*YOUR ASSIGNMENT*
Could you write out the lines below exactly, beginning with the first and finishing with the one that contains "box: [46, 159, 68, 187]"?

*RECORDED INFORMATION*
* * * * *
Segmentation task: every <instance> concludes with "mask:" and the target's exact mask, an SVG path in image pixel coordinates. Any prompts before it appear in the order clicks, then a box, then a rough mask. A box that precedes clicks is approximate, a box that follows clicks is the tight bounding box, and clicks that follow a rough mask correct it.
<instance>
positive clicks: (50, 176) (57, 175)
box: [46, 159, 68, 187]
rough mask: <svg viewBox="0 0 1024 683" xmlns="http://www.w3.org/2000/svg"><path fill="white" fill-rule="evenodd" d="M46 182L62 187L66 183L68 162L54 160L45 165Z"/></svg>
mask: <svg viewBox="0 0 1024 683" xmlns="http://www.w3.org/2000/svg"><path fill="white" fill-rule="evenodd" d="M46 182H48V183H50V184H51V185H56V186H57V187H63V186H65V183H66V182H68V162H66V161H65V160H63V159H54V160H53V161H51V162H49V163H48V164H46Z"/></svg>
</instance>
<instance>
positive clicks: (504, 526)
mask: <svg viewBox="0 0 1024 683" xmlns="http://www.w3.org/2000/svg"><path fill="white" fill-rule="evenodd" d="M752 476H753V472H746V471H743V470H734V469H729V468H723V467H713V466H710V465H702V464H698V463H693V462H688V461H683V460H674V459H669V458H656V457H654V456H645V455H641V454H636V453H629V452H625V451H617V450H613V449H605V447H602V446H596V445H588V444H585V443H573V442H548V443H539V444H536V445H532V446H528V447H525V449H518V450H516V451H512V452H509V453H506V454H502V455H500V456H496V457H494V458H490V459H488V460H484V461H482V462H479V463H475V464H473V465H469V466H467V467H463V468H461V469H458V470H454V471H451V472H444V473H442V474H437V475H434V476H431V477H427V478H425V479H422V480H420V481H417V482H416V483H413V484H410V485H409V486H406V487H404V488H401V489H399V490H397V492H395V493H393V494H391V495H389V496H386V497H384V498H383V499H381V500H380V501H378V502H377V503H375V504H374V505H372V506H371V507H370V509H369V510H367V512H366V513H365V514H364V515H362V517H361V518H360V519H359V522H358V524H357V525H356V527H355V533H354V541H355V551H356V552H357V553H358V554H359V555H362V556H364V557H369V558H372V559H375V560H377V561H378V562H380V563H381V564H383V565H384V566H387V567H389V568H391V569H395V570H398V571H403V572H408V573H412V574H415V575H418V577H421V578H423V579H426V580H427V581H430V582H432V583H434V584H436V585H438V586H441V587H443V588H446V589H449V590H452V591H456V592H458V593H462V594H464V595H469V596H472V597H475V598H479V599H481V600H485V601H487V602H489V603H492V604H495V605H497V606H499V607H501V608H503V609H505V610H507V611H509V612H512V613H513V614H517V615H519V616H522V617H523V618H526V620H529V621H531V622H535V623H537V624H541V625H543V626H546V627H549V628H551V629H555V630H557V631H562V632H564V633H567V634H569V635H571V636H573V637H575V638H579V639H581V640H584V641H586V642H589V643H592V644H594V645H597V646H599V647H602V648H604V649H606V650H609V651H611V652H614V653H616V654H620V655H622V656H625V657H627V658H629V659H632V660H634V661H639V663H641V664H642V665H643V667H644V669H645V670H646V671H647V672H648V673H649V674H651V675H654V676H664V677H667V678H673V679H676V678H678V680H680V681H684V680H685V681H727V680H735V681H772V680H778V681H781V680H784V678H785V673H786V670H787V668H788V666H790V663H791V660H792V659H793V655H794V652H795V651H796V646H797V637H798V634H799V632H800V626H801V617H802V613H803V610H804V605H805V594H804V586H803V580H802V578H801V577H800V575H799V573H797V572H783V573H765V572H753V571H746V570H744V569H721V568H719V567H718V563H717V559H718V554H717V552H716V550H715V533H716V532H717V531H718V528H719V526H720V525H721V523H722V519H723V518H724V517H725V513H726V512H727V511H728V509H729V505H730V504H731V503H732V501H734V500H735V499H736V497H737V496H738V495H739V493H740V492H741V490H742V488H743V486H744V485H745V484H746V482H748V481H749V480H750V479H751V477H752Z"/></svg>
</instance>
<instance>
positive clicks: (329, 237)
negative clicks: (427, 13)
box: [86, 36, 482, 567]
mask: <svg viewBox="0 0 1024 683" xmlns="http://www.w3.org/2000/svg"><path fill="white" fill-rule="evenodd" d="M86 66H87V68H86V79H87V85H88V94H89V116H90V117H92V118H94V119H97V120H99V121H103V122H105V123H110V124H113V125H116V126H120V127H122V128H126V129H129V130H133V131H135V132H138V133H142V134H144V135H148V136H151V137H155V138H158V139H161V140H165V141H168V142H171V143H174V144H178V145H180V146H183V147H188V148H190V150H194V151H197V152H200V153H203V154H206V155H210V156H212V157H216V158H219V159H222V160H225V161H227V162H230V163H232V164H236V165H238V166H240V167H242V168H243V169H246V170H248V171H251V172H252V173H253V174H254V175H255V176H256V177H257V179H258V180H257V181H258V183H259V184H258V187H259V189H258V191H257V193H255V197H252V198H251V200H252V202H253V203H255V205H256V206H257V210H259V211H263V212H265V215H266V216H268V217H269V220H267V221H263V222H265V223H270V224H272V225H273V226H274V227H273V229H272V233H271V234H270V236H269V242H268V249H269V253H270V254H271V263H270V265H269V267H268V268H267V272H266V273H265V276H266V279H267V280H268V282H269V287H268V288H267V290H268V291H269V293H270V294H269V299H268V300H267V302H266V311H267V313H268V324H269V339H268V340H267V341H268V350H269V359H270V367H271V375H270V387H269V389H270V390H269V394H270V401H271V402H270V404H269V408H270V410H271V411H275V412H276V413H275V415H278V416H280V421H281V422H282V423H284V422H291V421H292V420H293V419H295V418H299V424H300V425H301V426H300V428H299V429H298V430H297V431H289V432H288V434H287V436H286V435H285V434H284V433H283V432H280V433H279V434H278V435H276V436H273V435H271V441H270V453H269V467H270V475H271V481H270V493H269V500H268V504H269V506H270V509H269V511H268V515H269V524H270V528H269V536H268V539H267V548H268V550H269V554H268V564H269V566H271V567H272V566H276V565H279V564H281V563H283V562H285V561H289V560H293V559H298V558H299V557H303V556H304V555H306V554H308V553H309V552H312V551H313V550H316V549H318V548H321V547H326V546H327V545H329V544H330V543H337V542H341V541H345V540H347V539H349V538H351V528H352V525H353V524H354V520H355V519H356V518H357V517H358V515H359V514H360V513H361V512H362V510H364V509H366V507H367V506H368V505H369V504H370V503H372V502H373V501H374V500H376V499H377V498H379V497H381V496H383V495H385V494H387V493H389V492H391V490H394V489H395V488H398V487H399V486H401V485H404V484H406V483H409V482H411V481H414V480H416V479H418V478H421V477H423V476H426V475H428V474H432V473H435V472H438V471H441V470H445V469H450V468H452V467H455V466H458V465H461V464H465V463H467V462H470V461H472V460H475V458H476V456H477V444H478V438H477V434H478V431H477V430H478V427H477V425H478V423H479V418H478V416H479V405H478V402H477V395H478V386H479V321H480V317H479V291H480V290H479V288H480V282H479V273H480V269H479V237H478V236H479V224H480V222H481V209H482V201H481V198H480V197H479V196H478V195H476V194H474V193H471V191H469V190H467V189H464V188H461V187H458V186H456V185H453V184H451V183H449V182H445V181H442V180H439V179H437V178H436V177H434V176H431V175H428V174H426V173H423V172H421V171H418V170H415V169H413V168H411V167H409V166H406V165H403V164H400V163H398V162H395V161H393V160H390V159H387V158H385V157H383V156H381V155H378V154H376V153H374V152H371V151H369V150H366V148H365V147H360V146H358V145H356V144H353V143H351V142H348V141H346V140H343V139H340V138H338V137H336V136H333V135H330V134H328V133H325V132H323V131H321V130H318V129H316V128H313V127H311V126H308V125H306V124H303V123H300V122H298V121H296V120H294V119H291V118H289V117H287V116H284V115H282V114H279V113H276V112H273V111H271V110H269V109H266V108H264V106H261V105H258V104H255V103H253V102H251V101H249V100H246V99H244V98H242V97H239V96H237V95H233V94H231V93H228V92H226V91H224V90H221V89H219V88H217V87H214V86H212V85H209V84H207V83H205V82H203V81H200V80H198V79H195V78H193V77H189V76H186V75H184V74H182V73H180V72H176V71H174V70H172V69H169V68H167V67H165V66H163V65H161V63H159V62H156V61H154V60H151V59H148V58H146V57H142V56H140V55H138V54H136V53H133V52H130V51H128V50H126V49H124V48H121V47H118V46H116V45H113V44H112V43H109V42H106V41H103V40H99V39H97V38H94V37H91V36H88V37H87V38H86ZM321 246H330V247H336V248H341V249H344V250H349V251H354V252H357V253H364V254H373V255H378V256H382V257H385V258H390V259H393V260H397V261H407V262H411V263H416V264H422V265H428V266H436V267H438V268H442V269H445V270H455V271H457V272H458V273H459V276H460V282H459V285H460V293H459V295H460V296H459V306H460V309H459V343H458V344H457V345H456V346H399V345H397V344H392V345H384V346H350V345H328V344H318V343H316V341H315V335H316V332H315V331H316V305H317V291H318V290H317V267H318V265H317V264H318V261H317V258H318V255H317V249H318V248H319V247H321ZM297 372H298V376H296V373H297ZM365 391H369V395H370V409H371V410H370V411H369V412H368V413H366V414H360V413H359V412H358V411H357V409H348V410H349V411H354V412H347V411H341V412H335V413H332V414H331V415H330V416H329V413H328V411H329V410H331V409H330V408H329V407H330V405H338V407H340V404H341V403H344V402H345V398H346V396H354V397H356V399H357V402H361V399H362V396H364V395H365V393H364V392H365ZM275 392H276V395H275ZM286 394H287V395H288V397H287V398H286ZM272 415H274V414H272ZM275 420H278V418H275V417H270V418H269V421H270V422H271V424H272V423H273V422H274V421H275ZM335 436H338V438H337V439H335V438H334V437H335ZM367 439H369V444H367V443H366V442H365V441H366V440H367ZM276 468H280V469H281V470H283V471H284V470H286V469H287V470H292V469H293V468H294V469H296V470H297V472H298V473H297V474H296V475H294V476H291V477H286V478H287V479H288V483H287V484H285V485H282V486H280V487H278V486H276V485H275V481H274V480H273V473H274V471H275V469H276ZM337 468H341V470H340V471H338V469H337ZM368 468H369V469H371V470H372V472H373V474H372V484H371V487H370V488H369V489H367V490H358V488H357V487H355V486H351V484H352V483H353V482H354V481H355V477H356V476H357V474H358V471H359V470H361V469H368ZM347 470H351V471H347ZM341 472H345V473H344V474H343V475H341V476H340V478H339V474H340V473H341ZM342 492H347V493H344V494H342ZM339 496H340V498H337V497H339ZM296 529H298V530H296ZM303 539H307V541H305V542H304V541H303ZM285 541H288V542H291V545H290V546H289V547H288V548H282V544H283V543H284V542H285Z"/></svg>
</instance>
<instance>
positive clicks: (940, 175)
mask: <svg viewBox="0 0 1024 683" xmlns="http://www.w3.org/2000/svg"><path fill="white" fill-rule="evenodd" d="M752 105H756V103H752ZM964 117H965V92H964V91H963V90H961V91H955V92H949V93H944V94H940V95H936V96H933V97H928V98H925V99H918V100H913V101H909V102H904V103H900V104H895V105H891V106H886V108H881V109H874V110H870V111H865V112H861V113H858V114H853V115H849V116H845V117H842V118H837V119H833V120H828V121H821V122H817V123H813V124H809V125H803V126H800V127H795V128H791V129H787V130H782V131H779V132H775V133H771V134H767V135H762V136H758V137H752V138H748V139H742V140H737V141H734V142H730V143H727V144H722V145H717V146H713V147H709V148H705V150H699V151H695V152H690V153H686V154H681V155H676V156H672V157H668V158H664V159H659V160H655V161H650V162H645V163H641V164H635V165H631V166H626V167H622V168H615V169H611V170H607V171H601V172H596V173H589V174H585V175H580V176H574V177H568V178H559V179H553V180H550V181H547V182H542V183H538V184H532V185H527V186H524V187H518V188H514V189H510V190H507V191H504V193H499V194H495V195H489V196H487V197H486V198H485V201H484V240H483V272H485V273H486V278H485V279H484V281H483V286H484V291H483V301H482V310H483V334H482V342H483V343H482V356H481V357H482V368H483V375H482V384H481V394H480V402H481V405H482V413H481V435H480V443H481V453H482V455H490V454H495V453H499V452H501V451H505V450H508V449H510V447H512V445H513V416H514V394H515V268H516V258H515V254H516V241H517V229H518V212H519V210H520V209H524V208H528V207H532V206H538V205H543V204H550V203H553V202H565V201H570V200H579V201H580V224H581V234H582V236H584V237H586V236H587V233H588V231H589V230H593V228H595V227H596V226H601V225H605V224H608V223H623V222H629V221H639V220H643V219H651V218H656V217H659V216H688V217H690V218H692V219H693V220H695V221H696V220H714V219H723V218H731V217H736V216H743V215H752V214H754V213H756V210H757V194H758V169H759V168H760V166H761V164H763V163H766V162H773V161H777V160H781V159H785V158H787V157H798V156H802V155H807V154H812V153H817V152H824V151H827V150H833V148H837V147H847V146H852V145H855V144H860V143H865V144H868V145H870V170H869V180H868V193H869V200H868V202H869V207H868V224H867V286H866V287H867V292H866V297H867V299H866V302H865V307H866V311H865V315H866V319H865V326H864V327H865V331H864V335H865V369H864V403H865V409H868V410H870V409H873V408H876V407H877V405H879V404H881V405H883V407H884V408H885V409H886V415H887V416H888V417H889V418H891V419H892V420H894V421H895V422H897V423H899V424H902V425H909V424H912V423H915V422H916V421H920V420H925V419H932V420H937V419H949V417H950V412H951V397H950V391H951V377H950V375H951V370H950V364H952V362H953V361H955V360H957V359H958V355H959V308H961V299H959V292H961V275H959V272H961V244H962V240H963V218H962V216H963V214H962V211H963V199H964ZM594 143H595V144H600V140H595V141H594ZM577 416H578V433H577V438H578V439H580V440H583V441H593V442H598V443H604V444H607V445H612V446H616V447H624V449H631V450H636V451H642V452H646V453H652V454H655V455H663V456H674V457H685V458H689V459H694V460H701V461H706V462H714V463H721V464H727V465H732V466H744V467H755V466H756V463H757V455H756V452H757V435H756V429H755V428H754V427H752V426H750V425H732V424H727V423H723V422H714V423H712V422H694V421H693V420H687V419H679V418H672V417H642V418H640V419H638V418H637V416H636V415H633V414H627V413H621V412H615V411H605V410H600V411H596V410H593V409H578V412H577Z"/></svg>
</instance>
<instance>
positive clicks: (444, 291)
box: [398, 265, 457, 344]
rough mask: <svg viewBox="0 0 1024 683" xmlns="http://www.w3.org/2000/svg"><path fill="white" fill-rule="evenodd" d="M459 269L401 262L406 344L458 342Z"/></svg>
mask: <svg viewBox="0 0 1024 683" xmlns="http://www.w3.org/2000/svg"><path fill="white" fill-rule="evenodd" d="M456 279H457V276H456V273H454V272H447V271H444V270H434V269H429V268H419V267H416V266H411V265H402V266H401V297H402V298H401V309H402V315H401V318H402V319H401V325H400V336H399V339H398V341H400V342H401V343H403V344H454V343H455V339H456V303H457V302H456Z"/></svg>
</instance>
* * * * *
*TASK RESULT*
Segmentation task: every <instance> concludes with "mask:" and the target's exact mask, an SVG path in image pixel coordinates. Any prompts before it appear in the order clicks, then a box, then a rough mask. A box that precedes clicks is approximate, a box that follows clicks is the tight bounding box, and clicks that follow a rough mask correct it.
<instance>
positive clicks: (50, 176) (57, 175)
box: [46, 159, 68, 187]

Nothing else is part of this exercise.